*Challenge*. Every record below should be transcribed exactly. Omit the images.

(Excerpts of pointing data)
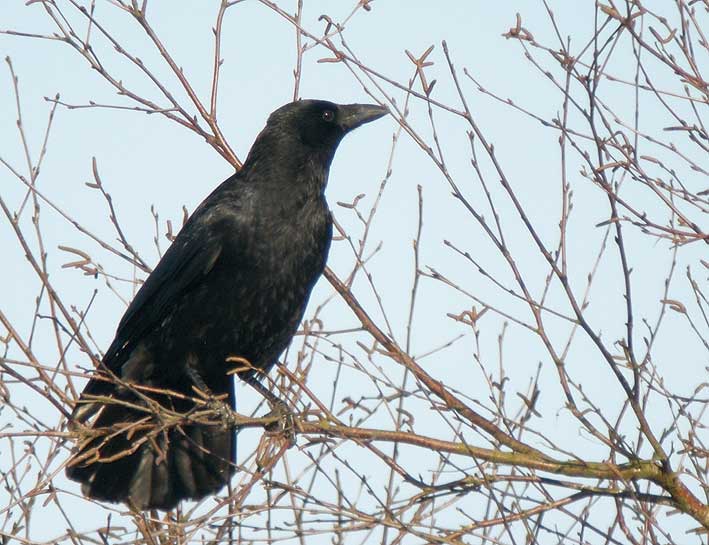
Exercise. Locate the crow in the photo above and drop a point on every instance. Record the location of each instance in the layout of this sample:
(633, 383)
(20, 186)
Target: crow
(233, 286)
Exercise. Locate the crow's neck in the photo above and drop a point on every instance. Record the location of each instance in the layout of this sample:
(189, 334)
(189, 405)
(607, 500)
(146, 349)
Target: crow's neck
(286, 164)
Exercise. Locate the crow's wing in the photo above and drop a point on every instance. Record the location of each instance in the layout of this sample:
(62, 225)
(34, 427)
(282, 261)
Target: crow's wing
(188, 260)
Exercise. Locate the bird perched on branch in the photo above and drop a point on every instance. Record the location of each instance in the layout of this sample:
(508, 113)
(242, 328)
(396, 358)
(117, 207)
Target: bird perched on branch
(233, 285)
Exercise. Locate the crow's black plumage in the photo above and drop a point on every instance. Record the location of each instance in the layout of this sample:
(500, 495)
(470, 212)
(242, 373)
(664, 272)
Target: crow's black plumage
(234, 283)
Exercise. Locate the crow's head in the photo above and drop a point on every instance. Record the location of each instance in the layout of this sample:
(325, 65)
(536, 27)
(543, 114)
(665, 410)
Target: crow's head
(311, 128)
(322, 124)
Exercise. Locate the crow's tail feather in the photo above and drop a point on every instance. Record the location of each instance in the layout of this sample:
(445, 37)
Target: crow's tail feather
(128, 457)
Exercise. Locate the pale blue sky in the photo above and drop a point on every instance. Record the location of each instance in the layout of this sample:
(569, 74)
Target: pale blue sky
(147, 160)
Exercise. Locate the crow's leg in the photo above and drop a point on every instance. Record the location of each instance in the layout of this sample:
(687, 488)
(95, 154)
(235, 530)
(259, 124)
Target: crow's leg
(213, 402)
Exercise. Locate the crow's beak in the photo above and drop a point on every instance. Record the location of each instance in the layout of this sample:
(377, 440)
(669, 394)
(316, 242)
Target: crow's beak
(354, 115)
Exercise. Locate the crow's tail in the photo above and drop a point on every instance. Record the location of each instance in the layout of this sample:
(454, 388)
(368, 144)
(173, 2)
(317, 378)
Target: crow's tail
(132, 455)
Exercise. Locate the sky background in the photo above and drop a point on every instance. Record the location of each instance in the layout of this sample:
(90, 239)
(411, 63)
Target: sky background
(146, 160)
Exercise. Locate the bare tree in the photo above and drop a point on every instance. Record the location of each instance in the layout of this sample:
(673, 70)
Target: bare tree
(544, 379)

*Result*.
Exercise. Locate the crow in the photo above and drop a point on every instance. Record the location of each instance in the layout of this sample:
(633, 383)
(20, 186)
Target: crow
(233, 286)
Exercise. Locate the crow's neck in the photo above and drop a point on every instance. Record the location of each instance in the layout of this sample:
(189, 334)
(189, 405)
(607, 500)
(146, 349)
Target: crow's neck
(286, 164)
Exercise. Locate the crow's wing in the photo above and drop a point on every instance. Record the location of each instance in the layout of this sample:
(62, 225)
(34, 427)
(282, 261)
Target: crow's wing
(188, 260)
Exercise. Locate the bird perched on branch in the photo above and drop a point on every instance. Record the location of each instance in the layout of this sample:
(508, 113)
(242, 328)
(396, 358)
(117, 207)
Target: bird perched on branch
(233, 285)
Exercise. Locate the crow's black plumage in the photo above and drop a point on every instance. Record the location of each instance in the layout of this sample:
(500, 495)
(470, 212)
(242, 373)
(664, 272)
Target: crow's black plumage
(234, 283)
Exercise. Locate the crow's head in the photo above and drop a point on every instance. Record the location of each instance in the layout of this sample:
(325, 65)
(536, 27)
(543, 114)
(665, 410)
Target: crow's head
(311, 128)
(322, 124)
Exercise. Locate the crow's tail feather in the photo above and drop a point on every instance. Record the location of each instance in the layout of this sample:
(445, 37)
Target: crow's tail feather
(128, 457)
Exercise. Locate the pale blue sky in the photo above and drop a point on every instance. Record the location of each instance in the layout of this sample:
(569, 74)
Target: pale blue sky
(147, 160)
Exercise. Locate the crow's leg in the photo above and drop a point on every instance. Record the location of each instance in the layout of this sample:
(687, 488)
(95, 154)
(235, 530)
(259, 124)
Target: crow's leg
(213, 402)
Exercise. Locate the crow's beak in the photo above and drop a point on every instance. Record the location of each instance in the layout of this sample:
(377, 440)
(669, 394)
(316, 242)
Target: crow's beak
(354, 115)
Exercise. Locate the crow's tail in the photo above and drop a point on every instance. Record the location of each instance in the layout of this sample:
(454, 388)
(368, 144)
(173, 2)
(317, 378)
Target: crow's tail
(132, 455)
Exercise. Locate the sky background in the photo above and drop a point on every instance. Record the location of each instance in the layout of this sample:
(90, 239)
(411, 63)
Target: sky background
(146, 160)
Exercise. Locate the bare tree in the photo above and drop a point on every instance. Record the location of each instance in the layout of this sample:
(673, 70)
Target: bare tree
(544, 379)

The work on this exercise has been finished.